▸ TASK LIST:
**1)** In the article on Obama's policy proposals, which investment banking giant went into default?
**2)** Write the next part of the article on Obama's policy proposals, picking up after its final sentence.

▸ TEXT PROVIDED:
=====

Full Plate

The same circumstances that assured Obama’s election have helped him press forward with sweeping policy proposals.

Whether or not one agrees with President Obama and congressional Democrats on the massive restructuring of the financial and automobile sectors, their historic efforts at health care reform or plans for climate change legislation, the barrage of proposals is breathtaking. It also invites one to think about the context of all of this change.

Looking back to this time last year, Sens. John McCain and Barack Obama had effectively secured their party's presidential nominations, and Obama was holding a consistent if not particularly large lead in the national polls and in key states. What we could not know at that point was whether Obama's small but steady margin was durable. Was there any special racial dynamic, a "Bradley effect," that might make polling less reliable? Or would anything else change the trajectory of the race?

After a brief period when McCain pulled ahead after the Republican convention and the vice presidential nomination of Alaska Gov. Sarah Palin, Obama resumed the lead and the race seemed to stabilize. Then the Lehman Brothers investment banking giant went into default and worldwide credit markets seized up. Soon afterward, the stock markets plummeted, and suddenly everyone understood what some had already feared, that the worldwide economy was in significantly worse shape than we had thought.

The economic collapse created such a toxic political climate that, with seven weeks to go before Election Day, the campaign was effectively over. No Republican nominee, no other running mate, no change in campaign strategy or spending could have made any difference.

=====

▸ DATA PROVIDED:

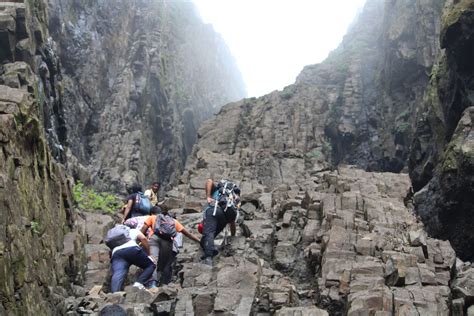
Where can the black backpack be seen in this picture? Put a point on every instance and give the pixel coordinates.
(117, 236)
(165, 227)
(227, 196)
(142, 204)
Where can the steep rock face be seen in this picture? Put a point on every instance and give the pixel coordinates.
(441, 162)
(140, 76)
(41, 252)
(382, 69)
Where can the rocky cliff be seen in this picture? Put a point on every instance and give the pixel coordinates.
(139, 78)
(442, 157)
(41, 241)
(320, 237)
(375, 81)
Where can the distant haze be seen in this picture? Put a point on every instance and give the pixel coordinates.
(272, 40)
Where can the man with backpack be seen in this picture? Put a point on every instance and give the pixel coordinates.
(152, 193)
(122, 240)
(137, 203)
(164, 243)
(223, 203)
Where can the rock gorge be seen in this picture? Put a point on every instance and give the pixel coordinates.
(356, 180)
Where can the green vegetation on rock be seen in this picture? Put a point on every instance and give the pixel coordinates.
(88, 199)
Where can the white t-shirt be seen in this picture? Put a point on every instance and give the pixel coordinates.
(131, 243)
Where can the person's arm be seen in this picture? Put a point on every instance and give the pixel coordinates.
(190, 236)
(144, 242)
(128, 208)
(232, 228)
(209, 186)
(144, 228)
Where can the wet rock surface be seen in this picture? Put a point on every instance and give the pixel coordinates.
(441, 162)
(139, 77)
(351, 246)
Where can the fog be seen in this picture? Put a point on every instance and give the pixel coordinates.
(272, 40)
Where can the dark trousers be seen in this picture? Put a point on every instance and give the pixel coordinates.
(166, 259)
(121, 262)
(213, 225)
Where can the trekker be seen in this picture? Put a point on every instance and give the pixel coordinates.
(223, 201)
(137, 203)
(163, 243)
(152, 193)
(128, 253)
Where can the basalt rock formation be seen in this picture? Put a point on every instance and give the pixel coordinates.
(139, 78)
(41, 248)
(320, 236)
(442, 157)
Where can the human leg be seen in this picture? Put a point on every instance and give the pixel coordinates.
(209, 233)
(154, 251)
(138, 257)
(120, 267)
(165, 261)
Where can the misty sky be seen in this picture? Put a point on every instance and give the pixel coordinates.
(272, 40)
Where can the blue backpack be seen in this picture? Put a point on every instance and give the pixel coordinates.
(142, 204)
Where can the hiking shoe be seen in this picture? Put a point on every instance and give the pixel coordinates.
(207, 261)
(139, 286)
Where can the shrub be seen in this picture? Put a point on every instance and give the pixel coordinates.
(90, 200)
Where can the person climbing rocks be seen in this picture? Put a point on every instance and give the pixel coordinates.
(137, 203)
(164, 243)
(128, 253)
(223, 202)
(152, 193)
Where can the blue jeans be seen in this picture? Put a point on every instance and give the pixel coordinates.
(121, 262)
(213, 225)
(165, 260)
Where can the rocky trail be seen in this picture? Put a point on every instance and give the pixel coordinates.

=====

▸ OUTPUTS IN ORDER:
**1)** Lehman Brothers

**2)**
But, more importantly than simply setting in concrete an election result that was already fairly probable, last September's economic collapse effectively ended a 28-year period in American public policy where "let the markets work" was the preferred course of action. No matter which candidate won the 2008 election, there would have been a directional shift in the idea of regulation and governmental involvement in the private sector.

Beginning with the 1980 election of Ronald Reagan and continuing in varying degrees under his successors, American policymakers preferred to defer to the markets and the private sector. Obviously, this tendency varied from president to president, Congress to Congress, agency to agency, year to year and issue to issue. But the deference was real, not just in the financial sector but across the board. All the way to occupational safety, food and pharmaceuticals, the regulatory regime developed a bias toward less intense and rigorous intervention.

While it could be argued that this less interventionist approach encouraged growth and might well have been the right approach for much of that time, the pendulum had simply gone too far. The damage to the economy and the system was too great and, beginning in September, the pendulum has begun swinging in the opposite direction.

Though it is not fashionable these days to praise former President George W. Bush, to his credit he turned to Federal Reserve Chairman Ben Bernanke and Treasury Secretary Henry Paulson to do whatever it took in a trial-and-error approach that was unprecedented in its complexity. This dramatic effort to stabilize the financial sector had to be extraordinarily painful for Bush, going against his very ideological marrow, but it was necessary to save the economy.

With his election, this youthful new president -- who, without any irony, is the author of a book called The Audacity of Hope -- has since embarked on an incredibly audacious regime of change that is unlike anything since Franklin Roosevelt's presidency.

Now, about 150 days into his term, the public has responded with what might be described as cautious approval. The Gallup Organization's national nightly tracking poll recently put the president's job approval rating at 61 percent, with 32 percent disapproving.

By comparison, this is not as strong as Presidents Kennedy (72 percent), Nixon (63 percent), Carter (63 percent) and George H.W. Bush (70 percent) were at this point, but better than Presidents Reagan (59 percent), Clinton (39 percent) and George W. Bush (55 percent) were in mid-June.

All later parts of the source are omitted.